** Start **

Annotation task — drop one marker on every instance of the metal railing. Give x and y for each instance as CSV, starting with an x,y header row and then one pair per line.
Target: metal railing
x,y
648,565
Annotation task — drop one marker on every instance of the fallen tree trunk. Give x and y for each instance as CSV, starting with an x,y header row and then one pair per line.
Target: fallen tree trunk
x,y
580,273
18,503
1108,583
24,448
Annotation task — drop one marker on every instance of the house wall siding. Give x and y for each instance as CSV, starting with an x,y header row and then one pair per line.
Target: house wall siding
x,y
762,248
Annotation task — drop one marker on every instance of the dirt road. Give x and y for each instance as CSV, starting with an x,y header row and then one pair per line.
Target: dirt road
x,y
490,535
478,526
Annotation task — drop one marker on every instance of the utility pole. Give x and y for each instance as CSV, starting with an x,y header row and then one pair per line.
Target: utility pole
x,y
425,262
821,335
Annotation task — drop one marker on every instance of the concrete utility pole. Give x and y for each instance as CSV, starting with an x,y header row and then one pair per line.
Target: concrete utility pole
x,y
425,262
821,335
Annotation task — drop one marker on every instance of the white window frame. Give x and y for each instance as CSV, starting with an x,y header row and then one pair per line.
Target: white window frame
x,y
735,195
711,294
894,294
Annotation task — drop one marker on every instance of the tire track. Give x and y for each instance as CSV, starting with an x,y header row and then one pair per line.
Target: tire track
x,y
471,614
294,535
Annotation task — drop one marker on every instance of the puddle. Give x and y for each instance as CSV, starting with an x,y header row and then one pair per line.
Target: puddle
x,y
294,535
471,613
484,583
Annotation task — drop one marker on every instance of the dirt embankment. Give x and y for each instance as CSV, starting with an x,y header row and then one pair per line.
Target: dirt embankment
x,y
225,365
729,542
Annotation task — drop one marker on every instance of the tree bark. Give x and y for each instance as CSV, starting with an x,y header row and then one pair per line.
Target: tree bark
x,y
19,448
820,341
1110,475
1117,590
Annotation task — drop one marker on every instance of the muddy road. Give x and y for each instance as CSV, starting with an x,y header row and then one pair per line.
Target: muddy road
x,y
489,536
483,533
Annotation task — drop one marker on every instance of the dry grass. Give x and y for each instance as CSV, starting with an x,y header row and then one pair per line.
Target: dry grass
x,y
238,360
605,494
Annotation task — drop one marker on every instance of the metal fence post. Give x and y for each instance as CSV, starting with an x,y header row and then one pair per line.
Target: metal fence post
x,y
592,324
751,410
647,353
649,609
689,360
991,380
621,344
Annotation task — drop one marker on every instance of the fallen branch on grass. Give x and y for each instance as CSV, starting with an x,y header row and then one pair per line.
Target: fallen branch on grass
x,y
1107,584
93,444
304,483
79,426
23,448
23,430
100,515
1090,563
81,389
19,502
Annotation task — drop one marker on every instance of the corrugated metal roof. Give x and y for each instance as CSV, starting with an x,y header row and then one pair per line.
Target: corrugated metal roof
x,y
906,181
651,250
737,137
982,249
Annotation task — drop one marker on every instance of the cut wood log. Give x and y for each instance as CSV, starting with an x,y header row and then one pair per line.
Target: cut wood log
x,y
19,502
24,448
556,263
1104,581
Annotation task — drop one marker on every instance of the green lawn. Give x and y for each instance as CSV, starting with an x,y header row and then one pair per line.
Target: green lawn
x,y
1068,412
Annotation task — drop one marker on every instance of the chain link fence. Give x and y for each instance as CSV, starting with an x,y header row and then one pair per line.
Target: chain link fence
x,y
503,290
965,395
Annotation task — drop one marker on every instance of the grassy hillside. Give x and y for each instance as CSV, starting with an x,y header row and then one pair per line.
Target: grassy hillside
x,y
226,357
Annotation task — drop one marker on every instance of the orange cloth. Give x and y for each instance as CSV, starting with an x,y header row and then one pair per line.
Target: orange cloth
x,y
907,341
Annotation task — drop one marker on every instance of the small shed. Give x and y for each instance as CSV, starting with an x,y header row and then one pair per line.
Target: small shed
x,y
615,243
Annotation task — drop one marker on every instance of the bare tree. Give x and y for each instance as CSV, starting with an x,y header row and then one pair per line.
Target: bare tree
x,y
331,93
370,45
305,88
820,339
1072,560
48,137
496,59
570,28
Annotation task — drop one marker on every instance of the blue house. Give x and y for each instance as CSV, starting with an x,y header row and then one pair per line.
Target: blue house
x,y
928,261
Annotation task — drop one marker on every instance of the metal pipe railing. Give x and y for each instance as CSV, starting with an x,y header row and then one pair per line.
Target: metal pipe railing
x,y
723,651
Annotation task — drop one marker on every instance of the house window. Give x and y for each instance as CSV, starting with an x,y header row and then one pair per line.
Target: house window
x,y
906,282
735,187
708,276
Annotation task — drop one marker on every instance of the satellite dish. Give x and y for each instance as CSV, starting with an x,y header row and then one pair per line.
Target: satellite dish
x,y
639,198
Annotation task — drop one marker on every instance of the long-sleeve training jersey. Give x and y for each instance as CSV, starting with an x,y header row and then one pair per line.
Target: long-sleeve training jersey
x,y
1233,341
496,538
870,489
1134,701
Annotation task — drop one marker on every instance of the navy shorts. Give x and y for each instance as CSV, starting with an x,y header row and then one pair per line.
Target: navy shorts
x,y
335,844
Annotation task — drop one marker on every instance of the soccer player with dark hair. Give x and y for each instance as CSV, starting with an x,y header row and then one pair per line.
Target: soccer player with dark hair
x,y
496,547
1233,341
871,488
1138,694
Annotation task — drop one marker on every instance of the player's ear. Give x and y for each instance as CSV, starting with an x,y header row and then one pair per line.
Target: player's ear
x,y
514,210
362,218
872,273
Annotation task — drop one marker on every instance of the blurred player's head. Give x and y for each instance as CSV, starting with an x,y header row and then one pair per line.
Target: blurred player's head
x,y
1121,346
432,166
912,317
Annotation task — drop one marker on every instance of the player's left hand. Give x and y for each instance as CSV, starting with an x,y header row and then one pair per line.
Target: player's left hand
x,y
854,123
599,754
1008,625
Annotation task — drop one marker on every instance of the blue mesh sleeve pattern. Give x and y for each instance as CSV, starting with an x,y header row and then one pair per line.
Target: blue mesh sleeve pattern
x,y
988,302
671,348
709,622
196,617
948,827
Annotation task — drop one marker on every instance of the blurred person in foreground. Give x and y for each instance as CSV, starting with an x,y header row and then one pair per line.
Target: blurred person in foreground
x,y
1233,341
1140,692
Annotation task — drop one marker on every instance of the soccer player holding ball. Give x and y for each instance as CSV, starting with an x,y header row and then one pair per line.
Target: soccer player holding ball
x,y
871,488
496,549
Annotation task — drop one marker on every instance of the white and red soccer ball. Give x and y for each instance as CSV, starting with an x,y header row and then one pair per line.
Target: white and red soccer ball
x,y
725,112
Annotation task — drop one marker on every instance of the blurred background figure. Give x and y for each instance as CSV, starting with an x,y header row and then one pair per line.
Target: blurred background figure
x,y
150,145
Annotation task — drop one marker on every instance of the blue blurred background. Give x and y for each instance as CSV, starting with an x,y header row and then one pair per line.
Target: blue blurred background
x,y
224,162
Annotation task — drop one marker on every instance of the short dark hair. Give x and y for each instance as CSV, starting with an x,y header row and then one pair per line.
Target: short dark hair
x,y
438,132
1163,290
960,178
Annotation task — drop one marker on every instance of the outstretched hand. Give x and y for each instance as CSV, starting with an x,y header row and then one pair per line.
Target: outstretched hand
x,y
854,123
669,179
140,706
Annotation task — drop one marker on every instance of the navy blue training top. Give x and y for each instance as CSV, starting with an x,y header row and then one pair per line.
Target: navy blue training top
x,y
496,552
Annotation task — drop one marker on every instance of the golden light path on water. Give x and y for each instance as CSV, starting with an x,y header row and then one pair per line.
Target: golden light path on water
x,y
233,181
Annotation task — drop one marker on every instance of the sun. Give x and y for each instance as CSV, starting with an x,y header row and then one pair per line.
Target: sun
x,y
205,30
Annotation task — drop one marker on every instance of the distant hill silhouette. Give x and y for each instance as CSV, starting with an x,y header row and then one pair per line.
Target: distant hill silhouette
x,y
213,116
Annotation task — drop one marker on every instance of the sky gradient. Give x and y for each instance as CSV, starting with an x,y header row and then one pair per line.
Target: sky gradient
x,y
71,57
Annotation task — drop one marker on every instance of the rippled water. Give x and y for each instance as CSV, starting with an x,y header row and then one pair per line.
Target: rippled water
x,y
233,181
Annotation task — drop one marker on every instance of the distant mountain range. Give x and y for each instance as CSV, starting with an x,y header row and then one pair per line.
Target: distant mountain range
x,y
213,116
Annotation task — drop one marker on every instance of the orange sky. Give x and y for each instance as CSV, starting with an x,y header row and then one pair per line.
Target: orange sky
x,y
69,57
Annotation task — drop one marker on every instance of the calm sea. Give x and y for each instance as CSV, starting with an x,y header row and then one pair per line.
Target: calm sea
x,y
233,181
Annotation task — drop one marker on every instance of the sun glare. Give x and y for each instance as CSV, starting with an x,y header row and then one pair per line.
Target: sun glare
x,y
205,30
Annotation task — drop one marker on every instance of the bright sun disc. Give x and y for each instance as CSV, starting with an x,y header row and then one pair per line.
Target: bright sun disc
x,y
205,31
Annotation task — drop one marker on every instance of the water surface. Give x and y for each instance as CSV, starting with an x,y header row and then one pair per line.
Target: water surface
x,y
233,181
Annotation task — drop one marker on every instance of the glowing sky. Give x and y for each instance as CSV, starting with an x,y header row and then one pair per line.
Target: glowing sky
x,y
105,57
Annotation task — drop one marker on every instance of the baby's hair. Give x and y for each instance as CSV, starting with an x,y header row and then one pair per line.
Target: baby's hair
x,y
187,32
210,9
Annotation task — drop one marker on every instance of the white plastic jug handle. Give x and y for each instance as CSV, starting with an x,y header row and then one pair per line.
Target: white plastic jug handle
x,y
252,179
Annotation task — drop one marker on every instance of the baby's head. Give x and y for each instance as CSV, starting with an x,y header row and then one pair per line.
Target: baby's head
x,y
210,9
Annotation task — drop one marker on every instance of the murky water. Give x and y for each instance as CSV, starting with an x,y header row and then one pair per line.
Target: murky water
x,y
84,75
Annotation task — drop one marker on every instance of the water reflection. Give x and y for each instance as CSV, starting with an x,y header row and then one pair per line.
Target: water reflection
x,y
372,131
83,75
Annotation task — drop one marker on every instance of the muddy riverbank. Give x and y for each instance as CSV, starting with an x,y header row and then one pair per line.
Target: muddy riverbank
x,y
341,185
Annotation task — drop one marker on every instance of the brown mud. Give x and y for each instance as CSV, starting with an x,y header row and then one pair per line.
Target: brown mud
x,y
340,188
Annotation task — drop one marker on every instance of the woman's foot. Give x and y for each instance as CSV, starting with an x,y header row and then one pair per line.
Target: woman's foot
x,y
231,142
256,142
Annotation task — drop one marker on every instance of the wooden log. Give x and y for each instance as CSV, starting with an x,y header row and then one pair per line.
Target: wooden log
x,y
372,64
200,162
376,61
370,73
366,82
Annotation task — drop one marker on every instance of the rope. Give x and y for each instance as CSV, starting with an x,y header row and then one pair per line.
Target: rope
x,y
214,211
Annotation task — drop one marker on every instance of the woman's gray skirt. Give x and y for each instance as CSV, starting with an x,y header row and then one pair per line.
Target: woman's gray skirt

** End **

→ **Written problem**: Only the lines from the one that contains "the woman's foot." to the end of the data should be output, exactly as they appear.

→ **Result for this task**:
Annotation task — drop one marker on every instance of the woman's foot. Give x and y for each instance as CSV, starting with an x,y header row and then one pair per line.
Target: woman's foot
x,y
231,142
256,142
Annotation task — drop one marker on every instance of the wooden log. Give x and y for each instance as CSV, starting with an x,y header row and then one pair per line.
Target: wooden log
x,y
372,64
200,162
376,61
370,73
366,82
Annotation task — drop one marker on every instance of the rope. Give x and y for each instance as CSV, starting with an x,y header row and then one pair per line.
Target: rope
x,y
214,211
Annotation task — drop one marker on every instance of the woman's gray skirt. Give x and y for each instance as CSV, starting with an x,y header row and then one pair per line.
Target: woman's gray skirt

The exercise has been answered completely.